- SET EXERCISE -
Pick out every line in the rows below that contains the string "fabric", matching case exactly, and copy each one.

- Rows of labeled-object pointing entries -
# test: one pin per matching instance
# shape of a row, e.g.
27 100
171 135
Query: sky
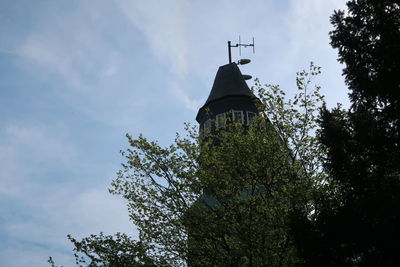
77 75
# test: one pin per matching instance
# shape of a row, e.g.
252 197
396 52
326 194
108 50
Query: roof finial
240 49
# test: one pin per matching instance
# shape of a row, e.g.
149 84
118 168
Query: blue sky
76 76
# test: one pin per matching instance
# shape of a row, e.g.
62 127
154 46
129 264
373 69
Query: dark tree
357 223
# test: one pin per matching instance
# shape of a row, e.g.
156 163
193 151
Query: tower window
207 127
238 116
250 117
221 120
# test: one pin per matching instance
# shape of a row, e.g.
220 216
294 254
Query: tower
230 98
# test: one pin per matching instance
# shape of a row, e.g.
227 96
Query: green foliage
356 224
225 198
109 251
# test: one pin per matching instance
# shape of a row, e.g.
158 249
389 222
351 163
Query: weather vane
240 50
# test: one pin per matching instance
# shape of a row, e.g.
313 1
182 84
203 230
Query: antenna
240 48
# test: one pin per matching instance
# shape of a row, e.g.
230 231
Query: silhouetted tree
357 222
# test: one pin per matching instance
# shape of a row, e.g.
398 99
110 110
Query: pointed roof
228 82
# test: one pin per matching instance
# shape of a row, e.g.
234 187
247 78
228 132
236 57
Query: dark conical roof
228 82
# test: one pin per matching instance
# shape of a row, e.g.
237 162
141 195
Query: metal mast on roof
240 48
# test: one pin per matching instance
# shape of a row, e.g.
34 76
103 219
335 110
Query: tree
234 189
357 223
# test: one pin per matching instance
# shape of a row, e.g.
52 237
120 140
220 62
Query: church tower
230 98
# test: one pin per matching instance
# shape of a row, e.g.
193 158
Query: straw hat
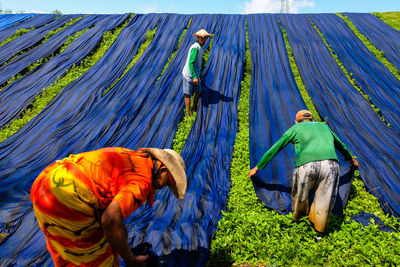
203 34
175 165
303 114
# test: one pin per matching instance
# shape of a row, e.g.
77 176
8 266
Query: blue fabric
35 21
181 230
367 218
125 93
30 38
22 92
369 73
349 115
137 113
44 50
7 20
189 88
381 35
275 100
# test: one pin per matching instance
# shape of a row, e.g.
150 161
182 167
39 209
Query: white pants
320 177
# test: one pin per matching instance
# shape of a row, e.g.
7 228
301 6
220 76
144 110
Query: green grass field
249 233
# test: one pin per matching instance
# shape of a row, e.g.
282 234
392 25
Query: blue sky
206 6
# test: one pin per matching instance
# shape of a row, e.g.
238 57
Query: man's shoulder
195 45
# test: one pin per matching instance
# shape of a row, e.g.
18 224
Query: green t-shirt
312 141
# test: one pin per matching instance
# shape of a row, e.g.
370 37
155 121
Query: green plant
252 235
142 48
45 38
50 92
349 76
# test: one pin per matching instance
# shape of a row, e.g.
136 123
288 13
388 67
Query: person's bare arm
115 232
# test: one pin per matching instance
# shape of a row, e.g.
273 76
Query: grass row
252 234
390 18
378 53
142 48
72 74
44 39
185 125
172 56
349 76
41 61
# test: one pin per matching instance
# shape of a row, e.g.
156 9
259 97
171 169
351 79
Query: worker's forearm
115 232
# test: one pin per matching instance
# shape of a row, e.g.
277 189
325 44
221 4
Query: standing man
191 70
316 170
81 202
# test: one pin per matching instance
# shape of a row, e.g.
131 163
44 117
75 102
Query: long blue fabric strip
44 50
22 92
370 74
381 35
30 38
275 100
348 114
181 230
35 21
8 20
97 118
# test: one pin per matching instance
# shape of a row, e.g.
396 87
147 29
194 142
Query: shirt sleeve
131 197
341 147
275 148
192 60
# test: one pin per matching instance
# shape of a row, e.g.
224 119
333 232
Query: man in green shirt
316 169
192 68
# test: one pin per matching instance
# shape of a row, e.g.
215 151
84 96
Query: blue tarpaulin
141 111
31 38
7 20
376 146
35 21
275 100
369 73
381 35
47 48
19 94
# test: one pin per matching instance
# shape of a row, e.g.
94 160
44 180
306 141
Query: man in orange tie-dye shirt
81 202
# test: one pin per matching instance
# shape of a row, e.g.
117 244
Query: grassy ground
249 234
50 92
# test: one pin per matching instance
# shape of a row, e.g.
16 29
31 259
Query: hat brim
175 165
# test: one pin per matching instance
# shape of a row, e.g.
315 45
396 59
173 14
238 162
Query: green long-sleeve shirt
312 141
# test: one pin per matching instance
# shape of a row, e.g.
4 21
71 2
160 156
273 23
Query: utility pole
285 6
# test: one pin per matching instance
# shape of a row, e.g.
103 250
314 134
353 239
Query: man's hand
354 162
253 171
138 261
115 233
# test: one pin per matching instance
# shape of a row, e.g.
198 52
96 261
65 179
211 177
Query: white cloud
151 8
273 6
295 5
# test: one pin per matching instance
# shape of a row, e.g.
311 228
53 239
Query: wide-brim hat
303 114
203 33
175 165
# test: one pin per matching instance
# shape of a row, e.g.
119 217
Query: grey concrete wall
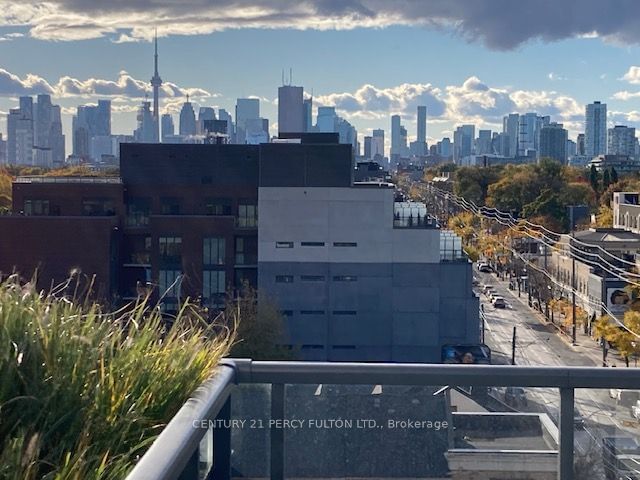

- SOLUTION BELOW -
Query: blue fabric
Query: long blue fabric strip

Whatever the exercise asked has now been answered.